* **Supplied passage**
- - - - - - -
Wegbe Kpalime is ruled by a king or Fiaga. The current Fiaga is Silas Wiah. His official title is Togbe Wiah Kwasi II. His rule started in May 2010. Wegbe Kpalime is within the South Dayi District with capital at Kpeve. The district administration which is based there is headed by a District Chief Executive. This is currently Ernest Kojo Mallett. He succeeded Kafui Bekui, who hails from Wegbe Kpalime.

==Transportation==
Road transport is the main local option at Wegbe Kpalime. The main road through the town runs from a south west in a north easterly direction. It starts as a branch of the N2 road at Asikuma in the Asuogyaman District of the Eastern Region and continues through Anyirawase Awudome where there is a branch toward Ho, capital of the Volta Region. Continuing north east from Wegbe, it passes through Bame then turns westward over the Akwapim Togo mountains to Kpeve. There is a branch at Bame going north through Anfoeta Gbogame to Kpedze.
- - - - - - -
* **Dataset excerpts**

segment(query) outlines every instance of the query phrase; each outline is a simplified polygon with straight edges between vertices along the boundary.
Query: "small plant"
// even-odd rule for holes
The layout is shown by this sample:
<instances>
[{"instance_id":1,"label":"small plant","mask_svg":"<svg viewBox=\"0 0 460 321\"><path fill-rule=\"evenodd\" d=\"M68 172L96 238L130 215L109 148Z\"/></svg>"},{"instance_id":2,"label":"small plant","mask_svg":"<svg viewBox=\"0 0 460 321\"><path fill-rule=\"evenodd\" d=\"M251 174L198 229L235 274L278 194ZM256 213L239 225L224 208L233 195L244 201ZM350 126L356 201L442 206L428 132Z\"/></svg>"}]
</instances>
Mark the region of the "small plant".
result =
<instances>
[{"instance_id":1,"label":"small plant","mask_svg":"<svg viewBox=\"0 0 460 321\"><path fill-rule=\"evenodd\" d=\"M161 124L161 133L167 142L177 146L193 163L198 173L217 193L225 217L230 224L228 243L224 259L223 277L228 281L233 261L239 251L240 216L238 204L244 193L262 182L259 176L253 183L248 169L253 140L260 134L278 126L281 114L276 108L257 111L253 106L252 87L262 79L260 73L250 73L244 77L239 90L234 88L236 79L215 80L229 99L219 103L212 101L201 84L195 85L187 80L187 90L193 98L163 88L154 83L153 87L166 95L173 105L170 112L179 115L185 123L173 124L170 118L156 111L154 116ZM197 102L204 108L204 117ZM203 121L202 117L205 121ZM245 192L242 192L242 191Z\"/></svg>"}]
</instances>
- - - - - - -
* **Study questions**
A. Write out the part of the Wegbe Kpalime passage that begins with the words "Wegbe Kpalime is ruled" and ends with "from Wegbe Kpalime.", word for word.
B. Write what comes next in the Wegbe Kpalime passage, picking up after its last sentence.
You won't need the entries for this.

* **Expected responses**
A.
Wegbe Kpalime is ruled by a king or Fiaga. The current Fiaga is Silas Wiah. His official title is Togbe Wiah Kwasi II. His rule started in May 2010. Wegbe Kpalime is within the South Dayi District with capital at Kpeve. The district administration which is based there is headed by a District Chief Executive. This is currently Ernest Kojo Mallett. He succeeded Kafui Bekui, who hails from Wegbe Kpalime.

B.
The nearest airport is the Gnassingbé Eyadéma International Airport which is about 61 nautical miles southeast in Lomé, Togo. The nearest airport within Ghana is the Accra International Airport in Accra. Construction has started on a closer airport, the Ho Airport at Ho which is about 15 km to the southeast. There are no rail transport services in the Volta Region.

==See also==
- Kpalime Traditional Area
- Kafui Bekui
- South Dayi District
- South Dayi (Ghana parliament constituency)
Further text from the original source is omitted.